> **EXTRACT**
□ □ □ □ □ □ □
Find a function f(x+iy) = u(x,y) + iv(x,y), where v(x,y) is a real function, such that f is analytical in all of the complex plane. Find all such f.

**The attempt at a solution**

I expanded using Euler's for sin and cosh which gave me

[tex]u(x,y) = \frac{1}{4i} \Bigg( e^{i(x^2-y^2) +2xy} + e^{i(x^2-y^2)-2xy} - e^{-i(x^2-y^2)+2xy} - e^{-i(x^2-y^2)-2xy}\Bigg)[/tex]

Which I can simplify to

[tex]\frac{1}{4i}\Bigg(e^{i\bar{z}^2} - e^{-i\bar{z}^2} + e^{iz^2}-e^{-iz^2}\Bigg)[/tex]

I don't think the simplification will be necessary to solve it but it shows that u depends on the conjugate of z. This makes me assume v has to have the same terms depending on the conjugate terms, but negative to cancel them out (else f cannot be analytic).
□ □ □ □ □ □ □
> **DATA SHOWN**
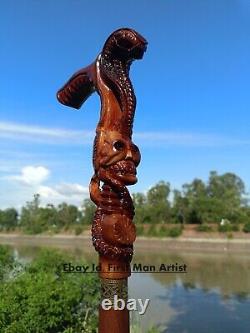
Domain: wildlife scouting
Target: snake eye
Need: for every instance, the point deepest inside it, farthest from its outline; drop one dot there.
□ □ □ □ □ □ □
> **OBJECTIVE**
Rewrite the paragraph of the forum post above that begins "I don't think the simplification" as a short bulleted list that keeps its main points.

> **RESULT OF THIS EXERCISE**
- The simplification is probably not needed to solve the problem.
- It shows that u depends on the conjugate of z.
- This suggests v must contain the same conjugate-dependent terms with the opposite sign, so that they cancel.
- Otherwise f cannot be analytic.